--- Supplied data Enclosed Below ---
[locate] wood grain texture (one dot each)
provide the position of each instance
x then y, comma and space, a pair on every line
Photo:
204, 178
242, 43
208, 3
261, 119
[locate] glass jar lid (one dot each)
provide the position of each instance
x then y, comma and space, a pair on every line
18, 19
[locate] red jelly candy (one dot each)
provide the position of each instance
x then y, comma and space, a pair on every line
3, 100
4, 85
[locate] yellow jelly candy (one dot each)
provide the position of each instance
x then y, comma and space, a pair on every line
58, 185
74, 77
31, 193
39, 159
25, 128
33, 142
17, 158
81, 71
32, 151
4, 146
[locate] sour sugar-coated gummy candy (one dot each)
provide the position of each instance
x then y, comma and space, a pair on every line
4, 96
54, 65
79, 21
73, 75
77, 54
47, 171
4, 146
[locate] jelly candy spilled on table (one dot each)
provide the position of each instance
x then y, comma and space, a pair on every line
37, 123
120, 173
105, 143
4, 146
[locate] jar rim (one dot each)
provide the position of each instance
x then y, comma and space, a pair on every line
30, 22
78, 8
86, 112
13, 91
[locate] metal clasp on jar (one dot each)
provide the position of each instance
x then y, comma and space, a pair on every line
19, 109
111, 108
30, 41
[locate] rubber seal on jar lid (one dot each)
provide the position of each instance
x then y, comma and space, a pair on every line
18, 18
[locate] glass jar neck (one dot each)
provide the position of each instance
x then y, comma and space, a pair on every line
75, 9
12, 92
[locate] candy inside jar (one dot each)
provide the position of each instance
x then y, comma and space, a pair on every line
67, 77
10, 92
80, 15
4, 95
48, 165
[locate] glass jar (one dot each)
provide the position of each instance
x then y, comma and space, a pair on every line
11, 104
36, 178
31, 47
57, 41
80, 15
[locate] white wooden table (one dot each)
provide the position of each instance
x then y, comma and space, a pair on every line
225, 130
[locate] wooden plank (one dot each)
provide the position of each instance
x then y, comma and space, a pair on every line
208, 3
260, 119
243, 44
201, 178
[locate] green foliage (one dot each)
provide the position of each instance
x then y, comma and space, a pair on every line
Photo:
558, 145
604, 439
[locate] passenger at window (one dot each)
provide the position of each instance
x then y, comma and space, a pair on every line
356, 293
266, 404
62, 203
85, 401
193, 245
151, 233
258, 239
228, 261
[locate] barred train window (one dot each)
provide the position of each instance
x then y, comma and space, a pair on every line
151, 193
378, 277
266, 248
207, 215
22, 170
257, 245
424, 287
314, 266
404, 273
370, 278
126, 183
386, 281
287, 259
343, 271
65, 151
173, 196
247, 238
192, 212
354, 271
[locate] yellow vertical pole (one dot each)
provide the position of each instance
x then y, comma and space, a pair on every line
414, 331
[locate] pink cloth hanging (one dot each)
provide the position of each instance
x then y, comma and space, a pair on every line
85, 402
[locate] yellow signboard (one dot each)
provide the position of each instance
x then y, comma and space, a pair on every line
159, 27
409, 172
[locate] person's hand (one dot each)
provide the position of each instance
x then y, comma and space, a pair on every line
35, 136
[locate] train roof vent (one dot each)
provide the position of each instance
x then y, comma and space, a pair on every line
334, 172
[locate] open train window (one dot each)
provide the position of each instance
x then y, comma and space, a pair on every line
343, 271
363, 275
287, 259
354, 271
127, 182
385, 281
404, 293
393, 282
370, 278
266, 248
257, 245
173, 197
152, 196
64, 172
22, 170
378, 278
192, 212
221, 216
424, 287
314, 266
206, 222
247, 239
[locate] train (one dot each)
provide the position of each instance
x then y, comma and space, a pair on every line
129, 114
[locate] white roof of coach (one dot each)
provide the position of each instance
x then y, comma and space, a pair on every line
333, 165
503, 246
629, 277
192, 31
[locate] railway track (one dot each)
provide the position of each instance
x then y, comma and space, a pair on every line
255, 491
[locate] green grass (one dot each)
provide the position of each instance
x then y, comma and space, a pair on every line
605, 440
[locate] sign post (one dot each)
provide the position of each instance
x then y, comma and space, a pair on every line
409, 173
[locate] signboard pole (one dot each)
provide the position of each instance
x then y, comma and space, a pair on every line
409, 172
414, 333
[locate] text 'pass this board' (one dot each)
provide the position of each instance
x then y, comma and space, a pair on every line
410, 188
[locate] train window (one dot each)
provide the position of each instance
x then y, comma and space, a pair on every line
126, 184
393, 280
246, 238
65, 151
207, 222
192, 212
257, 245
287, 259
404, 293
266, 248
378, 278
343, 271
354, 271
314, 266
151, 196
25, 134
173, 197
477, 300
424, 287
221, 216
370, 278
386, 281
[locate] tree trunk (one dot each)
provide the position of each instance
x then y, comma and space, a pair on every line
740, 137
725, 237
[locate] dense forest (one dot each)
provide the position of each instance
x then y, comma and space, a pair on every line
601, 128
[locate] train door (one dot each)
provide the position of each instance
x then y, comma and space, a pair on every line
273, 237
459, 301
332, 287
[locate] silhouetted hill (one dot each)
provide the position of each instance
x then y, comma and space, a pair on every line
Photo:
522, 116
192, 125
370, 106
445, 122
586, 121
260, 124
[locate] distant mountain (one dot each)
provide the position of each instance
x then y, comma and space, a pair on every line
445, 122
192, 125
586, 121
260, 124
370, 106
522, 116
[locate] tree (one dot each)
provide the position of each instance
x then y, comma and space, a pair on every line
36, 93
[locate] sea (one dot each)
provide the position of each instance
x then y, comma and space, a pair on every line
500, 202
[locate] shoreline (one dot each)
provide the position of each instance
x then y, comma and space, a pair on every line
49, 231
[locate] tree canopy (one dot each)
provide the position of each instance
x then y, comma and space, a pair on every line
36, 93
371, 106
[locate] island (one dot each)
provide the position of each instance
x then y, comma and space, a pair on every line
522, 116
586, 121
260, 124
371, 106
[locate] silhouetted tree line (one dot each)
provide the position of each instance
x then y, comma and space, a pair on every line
--- End of Enclosed Supplied data ---
Copy out every line from the records that has the word "jelly".

Answer to this problem —
[locate] red jelly candy (one dot each)
[locate] yellow jelly candy (one dot each)
[locate] jelly candy spilled on table (one dot each)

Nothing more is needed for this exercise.